Page extract »

A metaphor of transcendence to pedestrians with dead-as-doornail batteries, symbols of freedom, but really they're just getting the hell out of Dodge with winter nipping their tail feathers. They're locked into this annual circuit that forces them south, then seduces them north again each March. They aren't free, like we are, to say, "I think I'll winter here this year."
According to the birders who track such phenomena, I only saw a portion of the Tuesday's flyover. Dale Bowman, an outdoors columnist who writes a blog for the Sun-Times, quoted a reader from the Southeast Side, who wrote, "A skein of 75 Sandhills flew over a few minutes after 9 this morning. They were very high up, in a brittle blue sky, heading south by southeast."
"That's it," replied Bowman, "fall's over."
According to the Prairie State Outdoors website (prairiestateoutdoors.com), birders reported 12,413 cranes passing over Greene Valley Forest Preserve on Nov. 17, 2008 and 14,000 on Nov. 19, 2006. That's a lot of counting, but there are worse ways to spend a day.
I probably wouldn't have seen any of it if my battery hadn't died. A benevolent fluke and a vivid reminder that it's not such a small world after all. A lot happens right under our noses and way, way over our heads. We're just one small part of the action.
I can't wait till the first week of March. By then my car should be acting up again.

Exercise inputs »
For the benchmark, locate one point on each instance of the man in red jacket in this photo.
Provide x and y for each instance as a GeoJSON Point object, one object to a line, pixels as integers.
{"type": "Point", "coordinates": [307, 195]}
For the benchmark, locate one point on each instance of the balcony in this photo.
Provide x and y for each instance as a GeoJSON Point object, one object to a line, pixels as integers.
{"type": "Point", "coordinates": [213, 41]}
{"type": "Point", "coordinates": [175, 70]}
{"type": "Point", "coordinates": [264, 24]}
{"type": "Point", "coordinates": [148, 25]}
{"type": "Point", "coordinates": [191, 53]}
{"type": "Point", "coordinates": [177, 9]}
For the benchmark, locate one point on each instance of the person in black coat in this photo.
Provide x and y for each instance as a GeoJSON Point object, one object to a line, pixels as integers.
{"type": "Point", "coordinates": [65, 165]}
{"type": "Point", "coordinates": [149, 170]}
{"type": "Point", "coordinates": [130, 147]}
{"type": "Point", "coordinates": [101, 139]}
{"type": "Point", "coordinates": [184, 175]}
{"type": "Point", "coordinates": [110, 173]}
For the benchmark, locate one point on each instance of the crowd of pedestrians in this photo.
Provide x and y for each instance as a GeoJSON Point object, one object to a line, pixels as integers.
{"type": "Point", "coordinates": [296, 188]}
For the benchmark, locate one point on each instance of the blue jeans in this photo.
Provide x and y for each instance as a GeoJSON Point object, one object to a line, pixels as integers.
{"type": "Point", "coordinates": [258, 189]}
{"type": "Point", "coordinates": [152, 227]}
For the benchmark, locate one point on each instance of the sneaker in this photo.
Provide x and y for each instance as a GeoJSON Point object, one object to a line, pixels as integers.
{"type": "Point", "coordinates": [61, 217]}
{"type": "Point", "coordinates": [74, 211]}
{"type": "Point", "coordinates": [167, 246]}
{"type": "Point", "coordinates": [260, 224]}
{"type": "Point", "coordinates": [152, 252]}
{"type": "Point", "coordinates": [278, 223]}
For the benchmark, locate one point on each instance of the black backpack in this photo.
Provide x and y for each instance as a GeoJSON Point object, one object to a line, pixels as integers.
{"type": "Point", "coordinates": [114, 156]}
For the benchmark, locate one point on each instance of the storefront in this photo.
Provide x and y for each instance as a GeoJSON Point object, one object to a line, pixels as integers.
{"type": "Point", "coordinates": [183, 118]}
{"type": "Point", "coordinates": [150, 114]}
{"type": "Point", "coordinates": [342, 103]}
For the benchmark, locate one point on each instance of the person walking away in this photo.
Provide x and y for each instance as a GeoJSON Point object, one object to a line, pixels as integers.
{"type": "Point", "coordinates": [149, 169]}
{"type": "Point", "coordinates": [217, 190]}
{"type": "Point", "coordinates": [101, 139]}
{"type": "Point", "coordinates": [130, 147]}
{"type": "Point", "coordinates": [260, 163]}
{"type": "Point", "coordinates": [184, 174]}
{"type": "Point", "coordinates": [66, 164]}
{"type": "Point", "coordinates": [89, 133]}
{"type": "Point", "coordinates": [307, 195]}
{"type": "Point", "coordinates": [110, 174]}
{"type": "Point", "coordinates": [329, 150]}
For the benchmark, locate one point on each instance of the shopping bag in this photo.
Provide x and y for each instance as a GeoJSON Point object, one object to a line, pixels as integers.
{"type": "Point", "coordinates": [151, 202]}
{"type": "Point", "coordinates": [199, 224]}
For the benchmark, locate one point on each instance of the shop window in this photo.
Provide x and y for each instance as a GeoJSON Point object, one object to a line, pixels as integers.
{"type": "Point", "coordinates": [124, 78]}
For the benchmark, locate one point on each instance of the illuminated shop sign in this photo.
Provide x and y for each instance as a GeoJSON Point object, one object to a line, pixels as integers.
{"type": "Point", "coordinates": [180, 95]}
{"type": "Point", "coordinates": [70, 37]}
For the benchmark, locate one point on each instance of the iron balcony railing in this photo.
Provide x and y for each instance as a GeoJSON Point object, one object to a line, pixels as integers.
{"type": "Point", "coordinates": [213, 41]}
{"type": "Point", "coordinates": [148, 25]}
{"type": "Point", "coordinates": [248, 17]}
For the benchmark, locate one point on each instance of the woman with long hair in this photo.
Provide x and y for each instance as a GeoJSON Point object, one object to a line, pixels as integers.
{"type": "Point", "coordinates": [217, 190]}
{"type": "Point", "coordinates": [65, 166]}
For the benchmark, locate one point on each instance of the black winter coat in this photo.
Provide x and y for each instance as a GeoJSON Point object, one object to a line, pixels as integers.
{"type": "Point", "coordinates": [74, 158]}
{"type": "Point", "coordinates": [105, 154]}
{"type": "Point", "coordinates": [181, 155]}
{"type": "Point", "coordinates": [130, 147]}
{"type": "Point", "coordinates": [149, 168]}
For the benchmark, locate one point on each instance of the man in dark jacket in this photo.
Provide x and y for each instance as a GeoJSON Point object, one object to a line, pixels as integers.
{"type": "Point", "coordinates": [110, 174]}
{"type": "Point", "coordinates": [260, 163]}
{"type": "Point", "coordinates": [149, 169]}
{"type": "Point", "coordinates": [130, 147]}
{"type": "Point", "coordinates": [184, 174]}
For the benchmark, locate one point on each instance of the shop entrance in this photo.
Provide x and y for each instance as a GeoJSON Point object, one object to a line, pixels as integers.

What you need to do »
[A] Change the passage from "According to the Prairie" to "of the action." by replacing "cranes" with "birds".
[B] Lay out the records from the line with "dark jacket in this photo." to the final line of the records as a JSON list of strings, one string per line, with blank lines omitted.
The passage and the records were taken from unrelated sources.

Full answers »
[A]
According to the Prairie State Outdoors website (prairiestateoutdoors.com), birders reported 12,413 birds passing over Greene Valley Forest Preserve on Nov. 17, 2008 and 14,000 on Nov. 19, 2006. That's a lot of counting, but there are worse ways to spend a day.
I probably wouldn't have seen any of it if my battery hadn't died. A benevolent fluke and a vivid reminder that it's not such a small world after all. A lot happens right under our noses and way, way over our heads. We're just one small part of the action.

[B]
[
  "For the benchmark, locate one point on each instance of the man in dark jacket in this photo.",
  "Provide x and y for each instance as a GeoJSON Point object, one object to a line, pixels as integers.",
  "{\"type\": \"Point\", \"coordinates\": [110, 174]}",
  "{\"type\": \"Point\", \"coordinates\": [260, 163]}",
  "{\"type\": \"Point\", \"coordinates\": [149, 169]}",
  "{\"type\": \"Point\", \"coordinates\": [130, 147]}",
  "{\"type\": \"Point\", \"coordinates\": [184, 174]}",
  "For the benchmark, locate one point on each instance of the shop entrance in this photo.",
  "Provide x and y for each instance as a GeoJSON Point object, one object to a line, pixels as integers."
]